INSTRUCTIONS TO FOLLOW: Copy out the rows below word for word, from the first line through the line containing "negative clicks: (1086, 547) (1039, 336)", including both.

[Data entries]
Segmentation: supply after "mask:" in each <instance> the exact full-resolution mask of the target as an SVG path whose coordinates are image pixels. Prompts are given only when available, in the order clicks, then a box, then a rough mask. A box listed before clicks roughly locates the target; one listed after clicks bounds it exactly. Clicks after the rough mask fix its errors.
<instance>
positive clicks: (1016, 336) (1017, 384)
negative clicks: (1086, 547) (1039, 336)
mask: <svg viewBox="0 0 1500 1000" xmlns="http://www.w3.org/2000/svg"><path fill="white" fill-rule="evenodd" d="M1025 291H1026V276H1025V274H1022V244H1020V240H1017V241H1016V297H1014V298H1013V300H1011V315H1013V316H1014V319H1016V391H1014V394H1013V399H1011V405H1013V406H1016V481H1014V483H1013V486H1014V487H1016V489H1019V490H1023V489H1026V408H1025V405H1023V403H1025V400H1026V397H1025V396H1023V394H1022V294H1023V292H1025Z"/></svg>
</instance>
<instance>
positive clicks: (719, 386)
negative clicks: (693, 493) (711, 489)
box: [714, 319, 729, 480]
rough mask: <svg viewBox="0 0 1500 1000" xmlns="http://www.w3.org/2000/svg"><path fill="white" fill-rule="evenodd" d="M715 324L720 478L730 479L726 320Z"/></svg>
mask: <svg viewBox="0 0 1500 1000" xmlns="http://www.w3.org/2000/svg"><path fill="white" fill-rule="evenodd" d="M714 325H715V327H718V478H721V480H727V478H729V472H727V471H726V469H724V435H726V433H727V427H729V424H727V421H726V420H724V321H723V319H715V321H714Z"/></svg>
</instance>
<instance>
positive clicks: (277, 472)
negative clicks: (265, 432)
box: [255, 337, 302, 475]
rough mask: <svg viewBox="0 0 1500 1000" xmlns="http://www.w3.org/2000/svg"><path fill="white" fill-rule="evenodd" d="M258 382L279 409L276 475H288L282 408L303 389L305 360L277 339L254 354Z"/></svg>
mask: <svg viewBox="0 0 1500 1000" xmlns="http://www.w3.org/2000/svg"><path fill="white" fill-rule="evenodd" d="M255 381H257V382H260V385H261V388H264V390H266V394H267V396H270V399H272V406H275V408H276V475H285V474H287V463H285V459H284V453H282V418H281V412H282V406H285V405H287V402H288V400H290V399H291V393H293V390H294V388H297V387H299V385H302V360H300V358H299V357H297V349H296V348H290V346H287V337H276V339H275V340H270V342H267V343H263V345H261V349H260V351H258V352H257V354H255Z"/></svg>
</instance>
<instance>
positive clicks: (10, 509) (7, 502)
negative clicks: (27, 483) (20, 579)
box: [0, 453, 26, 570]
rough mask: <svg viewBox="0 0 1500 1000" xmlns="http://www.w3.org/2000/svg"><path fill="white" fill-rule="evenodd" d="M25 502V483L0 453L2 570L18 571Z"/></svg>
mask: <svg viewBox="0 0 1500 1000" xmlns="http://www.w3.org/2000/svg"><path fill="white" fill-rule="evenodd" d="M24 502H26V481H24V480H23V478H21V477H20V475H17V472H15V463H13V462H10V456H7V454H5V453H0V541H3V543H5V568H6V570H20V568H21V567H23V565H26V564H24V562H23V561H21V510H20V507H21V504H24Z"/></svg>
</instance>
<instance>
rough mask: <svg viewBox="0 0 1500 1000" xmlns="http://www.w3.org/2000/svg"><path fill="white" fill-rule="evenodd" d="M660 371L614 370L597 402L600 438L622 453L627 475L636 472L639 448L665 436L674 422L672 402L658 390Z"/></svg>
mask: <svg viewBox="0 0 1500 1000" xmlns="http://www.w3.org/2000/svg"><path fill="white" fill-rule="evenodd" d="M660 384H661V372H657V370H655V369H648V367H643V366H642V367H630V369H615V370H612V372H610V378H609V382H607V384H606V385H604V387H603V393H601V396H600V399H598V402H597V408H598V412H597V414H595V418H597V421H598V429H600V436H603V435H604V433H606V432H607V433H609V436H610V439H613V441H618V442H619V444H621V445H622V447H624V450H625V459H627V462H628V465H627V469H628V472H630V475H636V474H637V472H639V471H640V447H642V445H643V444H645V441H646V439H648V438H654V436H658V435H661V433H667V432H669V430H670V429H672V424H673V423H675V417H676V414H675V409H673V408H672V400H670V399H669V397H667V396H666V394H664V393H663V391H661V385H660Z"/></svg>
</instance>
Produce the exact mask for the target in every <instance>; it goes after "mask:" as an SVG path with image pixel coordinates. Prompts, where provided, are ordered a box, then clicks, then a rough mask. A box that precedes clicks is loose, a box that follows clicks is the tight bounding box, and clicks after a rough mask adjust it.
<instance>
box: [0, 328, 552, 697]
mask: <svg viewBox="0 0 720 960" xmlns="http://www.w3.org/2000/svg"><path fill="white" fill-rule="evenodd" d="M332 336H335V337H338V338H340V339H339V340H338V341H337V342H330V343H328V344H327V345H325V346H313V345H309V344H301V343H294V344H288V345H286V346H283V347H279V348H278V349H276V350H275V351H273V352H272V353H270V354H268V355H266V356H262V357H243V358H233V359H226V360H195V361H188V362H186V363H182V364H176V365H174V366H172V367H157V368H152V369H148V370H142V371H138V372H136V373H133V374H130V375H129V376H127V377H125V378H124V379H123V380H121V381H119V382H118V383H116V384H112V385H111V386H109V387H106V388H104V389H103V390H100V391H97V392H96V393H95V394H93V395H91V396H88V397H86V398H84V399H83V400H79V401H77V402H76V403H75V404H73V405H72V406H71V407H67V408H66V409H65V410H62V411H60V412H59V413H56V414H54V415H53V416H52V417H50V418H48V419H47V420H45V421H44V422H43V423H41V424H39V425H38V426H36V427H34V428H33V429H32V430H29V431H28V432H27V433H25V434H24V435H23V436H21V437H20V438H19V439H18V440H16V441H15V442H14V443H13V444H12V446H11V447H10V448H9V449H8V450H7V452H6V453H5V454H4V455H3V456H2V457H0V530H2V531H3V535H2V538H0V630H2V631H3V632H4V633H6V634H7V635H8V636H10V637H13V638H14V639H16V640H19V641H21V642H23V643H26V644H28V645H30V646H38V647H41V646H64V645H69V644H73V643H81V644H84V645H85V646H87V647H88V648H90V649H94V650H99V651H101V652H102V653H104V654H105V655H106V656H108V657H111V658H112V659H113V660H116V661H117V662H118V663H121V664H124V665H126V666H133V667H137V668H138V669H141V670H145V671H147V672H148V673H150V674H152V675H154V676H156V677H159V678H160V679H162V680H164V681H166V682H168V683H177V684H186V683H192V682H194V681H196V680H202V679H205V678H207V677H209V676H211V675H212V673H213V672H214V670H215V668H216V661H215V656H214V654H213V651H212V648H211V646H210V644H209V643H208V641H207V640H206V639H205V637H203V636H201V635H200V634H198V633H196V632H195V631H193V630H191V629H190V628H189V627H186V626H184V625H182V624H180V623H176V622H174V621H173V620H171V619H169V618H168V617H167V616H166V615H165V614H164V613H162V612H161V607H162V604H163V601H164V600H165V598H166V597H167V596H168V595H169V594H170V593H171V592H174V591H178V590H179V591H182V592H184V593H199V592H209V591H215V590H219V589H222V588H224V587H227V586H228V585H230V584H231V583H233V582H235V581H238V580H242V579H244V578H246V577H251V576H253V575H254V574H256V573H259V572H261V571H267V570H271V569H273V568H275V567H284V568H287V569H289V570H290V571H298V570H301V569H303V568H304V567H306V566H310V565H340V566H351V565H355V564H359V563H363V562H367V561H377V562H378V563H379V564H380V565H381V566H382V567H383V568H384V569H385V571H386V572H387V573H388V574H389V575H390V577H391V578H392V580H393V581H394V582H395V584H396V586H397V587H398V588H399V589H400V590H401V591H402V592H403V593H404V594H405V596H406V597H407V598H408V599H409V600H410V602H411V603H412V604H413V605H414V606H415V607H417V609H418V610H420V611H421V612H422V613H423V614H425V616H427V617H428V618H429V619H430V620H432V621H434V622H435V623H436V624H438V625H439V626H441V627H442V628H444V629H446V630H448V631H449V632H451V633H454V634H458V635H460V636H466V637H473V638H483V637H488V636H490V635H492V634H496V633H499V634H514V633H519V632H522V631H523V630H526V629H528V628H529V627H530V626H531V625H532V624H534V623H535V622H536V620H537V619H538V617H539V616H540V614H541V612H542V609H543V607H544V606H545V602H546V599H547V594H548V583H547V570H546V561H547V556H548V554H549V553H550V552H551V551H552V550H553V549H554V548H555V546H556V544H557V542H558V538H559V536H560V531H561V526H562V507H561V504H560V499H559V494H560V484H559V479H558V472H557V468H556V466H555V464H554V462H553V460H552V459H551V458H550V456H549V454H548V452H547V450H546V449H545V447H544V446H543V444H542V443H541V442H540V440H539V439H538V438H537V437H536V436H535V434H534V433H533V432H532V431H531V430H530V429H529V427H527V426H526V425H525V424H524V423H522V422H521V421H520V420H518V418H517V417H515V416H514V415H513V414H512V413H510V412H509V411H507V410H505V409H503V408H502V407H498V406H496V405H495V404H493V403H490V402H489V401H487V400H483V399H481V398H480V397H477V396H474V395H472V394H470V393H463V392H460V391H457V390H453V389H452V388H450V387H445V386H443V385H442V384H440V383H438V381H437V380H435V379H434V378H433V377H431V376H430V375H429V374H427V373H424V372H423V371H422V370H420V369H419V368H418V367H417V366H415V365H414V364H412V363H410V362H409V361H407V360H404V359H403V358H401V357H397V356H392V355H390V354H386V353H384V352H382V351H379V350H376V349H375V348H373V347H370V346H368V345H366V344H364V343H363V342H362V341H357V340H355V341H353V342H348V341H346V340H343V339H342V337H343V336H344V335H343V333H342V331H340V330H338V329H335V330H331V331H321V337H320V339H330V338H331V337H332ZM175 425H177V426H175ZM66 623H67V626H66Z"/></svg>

OUTPUT OF THE TASK:
Segmentation: supply after "mask:" in each <instance> the exact full-resolution mask of the target as an SVG path whose coordinates are image pixels. Prompts are given only when available, in the order clicks, then a box, then a rough mask. A box listed before clicks roughly locates the target; one listed after clicks bounds it exactly. Clicks after the rough mask fix its errors.
<instance>
positive clicks: (1016, 336) (1017, 384)
negative clicks: (1086, 547) (1039, 336)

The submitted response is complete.